Lines from the one containing "Thank you for the photograph. Please indicate the dark green" through the last line of the data are to be repeated word for word, both ends included.

Source data
+ + +

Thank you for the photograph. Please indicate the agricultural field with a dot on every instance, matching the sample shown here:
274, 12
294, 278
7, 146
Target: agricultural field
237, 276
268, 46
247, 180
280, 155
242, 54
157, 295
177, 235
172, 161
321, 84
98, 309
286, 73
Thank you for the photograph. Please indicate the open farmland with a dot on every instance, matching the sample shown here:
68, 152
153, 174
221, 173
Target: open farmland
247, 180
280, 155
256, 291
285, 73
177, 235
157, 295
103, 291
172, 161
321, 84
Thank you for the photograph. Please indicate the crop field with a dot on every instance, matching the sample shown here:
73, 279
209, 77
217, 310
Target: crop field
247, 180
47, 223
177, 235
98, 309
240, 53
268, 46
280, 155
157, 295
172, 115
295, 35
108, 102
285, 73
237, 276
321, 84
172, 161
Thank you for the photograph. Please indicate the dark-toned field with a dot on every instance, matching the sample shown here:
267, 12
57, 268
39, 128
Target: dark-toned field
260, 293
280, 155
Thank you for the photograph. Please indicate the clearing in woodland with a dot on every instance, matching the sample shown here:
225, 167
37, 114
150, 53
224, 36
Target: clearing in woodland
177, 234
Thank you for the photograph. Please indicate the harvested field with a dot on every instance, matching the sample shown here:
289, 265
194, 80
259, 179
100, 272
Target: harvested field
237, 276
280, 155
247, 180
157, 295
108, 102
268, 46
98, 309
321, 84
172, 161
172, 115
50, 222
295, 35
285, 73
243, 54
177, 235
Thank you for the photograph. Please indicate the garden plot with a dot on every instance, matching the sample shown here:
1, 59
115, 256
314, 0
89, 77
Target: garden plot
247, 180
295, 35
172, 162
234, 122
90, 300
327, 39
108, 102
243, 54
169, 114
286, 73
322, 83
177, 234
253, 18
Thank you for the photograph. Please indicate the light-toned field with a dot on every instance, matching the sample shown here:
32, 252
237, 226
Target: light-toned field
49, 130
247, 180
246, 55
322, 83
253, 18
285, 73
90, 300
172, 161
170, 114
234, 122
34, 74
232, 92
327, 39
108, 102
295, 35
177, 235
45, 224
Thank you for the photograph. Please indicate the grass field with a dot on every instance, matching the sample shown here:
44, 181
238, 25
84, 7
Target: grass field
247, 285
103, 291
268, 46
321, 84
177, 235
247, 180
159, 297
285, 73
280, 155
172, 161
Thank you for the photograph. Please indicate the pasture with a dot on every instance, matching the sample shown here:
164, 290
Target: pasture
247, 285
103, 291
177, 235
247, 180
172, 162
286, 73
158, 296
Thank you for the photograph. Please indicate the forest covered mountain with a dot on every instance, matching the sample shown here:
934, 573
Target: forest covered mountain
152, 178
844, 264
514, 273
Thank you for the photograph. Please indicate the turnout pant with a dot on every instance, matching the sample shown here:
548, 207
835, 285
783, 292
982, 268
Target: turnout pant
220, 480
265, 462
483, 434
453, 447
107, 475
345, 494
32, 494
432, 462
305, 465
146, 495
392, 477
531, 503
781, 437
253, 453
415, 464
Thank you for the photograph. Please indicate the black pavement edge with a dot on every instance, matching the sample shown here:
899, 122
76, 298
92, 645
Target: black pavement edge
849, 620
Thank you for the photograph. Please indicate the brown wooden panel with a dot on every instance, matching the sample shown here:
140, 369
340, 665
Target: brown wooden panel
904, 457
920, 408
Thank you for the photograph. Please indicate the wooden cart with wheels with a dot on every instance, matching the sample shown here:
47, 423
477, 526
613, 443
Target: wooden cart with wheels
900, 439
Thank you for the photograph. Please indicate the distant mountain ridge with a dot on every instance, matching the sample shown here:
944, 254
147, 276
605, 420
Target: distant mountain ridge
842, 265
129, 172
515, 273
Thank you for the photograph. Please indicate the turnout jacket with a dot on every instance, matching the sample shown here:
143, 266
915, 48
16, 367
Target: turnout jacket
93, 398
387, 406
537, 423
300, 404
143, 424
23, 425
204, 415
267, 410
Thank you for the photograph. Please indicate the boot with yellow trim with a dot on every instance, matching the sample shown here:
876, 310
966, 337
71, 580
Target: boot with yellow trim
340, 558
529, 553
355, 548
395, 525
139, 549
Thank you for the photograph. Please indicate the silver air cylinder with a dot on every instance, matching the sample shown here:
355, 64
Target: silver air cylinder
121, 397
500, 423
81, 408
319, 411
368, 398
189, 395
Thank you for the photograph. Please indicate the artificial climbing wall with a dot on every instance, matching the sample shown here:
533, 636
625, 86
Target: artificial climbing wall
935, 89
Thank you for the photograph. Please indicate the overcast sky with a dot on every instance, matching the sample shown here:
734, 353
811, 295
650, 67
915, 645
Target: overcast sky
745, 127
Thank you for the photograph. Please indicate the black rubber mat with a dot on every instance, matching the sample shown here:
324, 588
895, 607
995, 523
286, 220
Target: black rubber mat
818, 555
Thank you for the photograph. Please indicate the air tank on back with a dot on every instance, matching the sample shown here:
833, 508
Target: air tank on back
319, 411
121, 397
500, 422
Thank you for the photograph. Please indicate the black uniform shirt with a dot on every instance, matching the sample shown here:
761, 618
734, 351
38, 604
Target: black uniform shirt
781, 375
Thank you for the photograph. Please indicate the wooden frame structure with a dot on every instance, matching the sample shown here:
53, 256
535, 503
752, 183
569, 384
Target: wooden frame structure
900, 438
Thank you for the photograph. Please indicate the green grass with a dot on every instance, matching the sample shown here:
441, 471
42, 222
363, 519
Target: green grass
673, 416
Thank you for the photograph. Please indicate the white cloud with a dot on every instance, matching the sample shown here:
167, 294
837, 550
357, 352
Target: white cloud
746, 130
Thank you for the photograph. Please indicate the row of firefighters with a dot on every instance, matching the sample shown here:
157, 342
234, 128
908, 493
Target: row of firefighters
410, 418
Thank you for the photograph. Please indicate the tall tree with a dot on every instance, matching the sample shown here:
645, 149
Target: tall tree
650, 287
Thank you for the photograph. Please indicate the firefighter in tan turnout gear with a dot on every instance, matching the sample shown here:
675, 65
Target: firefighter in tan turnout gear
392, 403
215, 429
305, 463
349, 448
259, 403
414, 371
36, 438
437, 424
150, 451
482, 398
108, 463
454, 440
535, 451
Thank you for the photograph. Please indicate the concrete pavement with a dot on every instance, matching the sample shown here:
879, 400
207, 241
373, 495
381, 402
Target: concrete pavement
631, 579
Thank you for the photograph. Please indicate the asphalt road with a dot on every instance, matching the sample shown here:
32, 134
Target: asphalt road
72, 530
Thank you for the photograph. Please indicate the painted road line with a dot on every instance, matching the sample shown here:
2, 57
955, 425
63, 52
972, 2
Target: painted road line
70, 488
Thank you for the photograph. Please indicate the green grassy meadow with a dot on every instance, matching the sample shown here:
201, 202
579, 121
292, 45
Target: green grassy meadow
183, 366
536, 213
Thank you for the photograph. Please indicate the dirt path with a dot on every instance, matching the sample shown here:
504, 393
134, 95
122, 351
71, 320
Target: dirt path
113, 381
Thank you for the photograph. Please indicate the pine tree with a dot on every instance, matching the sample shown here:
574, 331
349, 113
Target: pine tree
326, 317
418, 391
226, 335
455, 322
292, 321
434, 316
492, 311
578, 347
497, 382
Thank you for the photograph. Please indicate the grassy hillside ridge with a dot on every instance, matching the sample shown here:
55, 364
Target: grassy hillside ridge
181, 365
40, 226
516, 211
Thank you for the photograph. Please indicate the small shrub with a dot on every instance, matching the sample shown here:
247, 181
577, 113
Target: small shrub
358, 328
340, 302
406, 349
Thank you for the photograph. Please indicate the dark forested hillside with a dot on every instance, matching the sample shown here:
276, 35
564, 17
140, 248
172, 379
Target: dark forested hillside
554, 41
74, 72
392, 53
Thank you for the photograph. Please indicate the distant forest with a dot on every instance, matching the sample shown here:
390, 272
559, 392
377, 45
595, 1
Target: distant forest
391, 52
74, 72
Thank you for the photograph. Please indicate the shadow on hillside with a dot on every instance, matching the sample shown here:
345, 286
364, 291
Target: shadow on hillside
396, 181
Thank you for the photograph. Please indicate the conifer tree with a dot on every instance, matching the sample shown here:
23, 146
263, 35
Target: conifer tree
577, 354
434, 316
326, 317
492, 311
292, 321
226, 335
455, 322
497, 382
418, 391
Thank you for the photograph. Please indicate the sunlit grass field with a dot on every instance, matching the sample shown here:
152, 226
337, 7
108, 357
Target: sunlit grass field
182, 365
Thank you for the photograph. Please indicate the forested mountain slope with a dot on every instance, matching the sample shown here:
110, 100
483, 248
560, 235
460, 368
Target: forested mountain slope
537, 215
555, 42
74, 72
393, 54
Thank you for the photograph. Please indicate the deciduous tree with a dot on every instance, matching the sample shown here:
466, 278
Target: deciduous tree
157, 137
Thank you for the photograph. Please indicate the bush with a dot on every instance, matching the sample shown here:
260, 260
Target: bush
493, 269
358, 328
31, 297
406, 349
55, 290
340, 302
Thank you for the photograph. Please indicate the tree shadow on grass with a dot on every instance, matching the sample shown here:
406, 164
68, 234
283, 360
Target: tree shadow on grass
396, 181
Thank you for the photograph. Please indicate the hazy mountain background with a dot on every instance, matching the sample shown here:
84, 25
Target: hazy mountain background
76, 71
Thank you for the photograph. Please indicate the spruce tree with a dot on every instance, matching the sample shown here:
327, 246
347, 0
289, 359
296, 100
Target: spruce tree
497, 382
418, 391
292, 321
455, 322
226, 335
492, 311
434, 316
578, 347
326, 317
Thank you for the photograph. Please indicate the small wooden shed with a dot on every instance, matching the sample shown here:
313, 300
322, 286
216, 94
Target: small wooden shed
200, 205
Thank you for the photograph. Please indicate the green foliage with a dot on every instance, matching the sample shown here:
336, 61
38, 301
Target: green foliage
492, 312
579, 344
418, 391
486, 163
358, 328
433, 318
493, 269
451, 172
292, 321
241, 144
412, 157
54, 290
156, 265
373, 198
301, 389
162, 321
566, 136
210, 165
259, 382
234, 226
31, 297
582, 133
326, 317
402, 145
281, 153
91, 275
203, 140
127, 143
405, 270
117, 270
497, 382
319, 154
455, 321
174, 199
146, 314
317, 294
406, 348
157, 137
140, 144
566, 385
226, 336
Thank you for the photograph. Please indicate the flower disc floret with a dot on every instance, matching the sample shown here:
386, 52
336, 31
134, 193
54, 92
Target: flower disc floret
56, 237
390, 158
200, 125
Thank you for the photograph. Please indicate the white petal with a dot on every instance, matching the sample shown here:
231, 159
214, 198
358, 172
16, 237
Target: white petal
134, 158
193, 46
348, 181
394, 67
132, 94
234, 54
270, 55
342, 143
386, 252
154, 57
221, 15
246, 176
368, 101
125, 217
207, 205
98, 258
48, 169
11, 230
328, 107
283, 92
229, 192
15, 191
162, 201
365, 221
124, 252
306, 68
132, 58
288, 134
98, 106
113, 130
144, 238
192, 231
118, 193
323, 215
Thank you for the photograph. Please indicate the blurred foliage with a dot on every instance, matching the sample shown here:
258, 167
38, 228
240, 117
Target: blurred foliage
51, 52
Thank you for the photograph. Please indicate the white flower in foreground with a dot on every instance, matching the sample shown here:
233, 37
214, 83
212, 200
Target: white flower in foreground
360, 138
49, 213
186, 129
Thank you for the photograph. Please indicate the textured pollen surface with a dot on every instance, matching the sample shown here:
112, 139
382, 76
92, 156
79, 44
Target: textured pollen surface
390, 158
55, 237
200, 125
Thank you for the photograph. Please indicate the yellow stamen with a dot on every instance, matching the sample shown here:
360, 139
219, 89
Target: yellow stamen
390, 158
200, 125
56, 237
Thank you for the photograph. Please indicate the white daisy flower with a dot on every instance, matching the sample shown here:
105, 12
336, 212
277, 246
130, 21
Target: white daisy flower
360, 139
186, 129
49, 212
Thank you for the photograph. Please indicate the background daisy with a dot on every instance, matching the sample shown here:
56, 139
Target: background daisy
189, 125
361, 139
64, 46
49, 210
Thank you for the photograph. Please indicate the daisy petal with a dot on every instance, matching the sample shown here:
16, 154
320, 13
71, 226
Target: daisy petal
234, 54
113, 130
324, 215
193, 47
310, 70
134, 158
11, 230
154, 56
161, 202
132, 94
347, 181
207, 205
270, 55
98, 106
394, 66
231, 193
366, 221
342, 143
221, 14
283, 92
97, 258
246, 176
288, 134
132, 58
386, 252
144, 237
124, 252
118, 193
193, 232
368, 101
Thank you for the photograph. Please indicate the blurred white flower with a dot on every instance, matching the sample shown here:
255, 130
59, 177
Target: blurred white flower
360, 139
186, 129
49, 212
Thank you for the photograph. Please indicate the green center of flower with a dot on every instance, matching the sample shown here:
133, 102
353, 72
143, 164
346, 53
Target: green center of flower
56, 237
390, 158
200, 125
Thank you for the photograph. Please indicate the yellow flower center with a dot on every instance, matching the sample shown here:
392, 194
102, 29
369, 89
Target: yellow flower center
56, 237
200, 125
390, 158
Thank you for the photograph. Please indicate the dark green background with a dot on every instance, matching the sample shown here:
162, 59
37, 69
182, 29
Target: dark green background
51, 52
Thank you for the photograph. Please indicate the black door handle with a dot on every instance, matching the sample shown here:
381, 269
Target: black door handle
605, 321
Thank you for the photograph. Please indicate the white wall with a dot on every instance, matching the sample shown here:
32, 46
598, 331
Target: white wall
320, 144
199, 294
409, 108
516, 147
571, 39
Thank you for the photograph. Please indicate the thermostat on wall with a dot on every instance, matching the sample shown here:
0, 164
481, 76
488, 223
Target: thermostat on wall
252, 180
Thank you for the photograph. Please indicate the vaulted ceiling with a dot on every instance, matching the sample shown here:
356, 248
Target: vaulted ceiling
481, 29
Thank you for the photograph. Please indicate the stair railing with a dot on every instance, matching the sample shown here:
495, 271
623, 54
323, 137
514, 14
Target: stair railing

+ + +

→ **Solution for this problem**:
Thank you for the photograph. Please indicate the dark green background with a dot on every instance, matching the sample shown here:
162, 59
37, 69
182, 29
Target: dark green background
51, 52
Thank you for the photograph. Please indicate the black door handle with a dot on every instance, matching the sample shown here:
381, 269
Target: black door handle
605, 321
Thank you for the photograph. Please indicate the white wall with a dot on every instance, matching the sample shown here:
32, 46
598, 331
Target: white wall
320, 144
199, 294
409, 108
516, 147
571, 39
Thank you for the photograph. Please indicate the thermostat on wall with a dot on every instance, matching the sample shown here:
0, 164
481, 76
488, 223
Target: thermostat on wall
252, 180
Thank you for the photograph. Please indicate the vaulted ceiling with a dot on every instance, matching the sample shown here:
356, 248
Target: vaulted ceiling
481, 29
Thank you for the photograph. Please indicate the stair railing with a dot on every instance, matching the sample shown here:
495, 271
623, 54
323, 137
514, 14
Target: stair railing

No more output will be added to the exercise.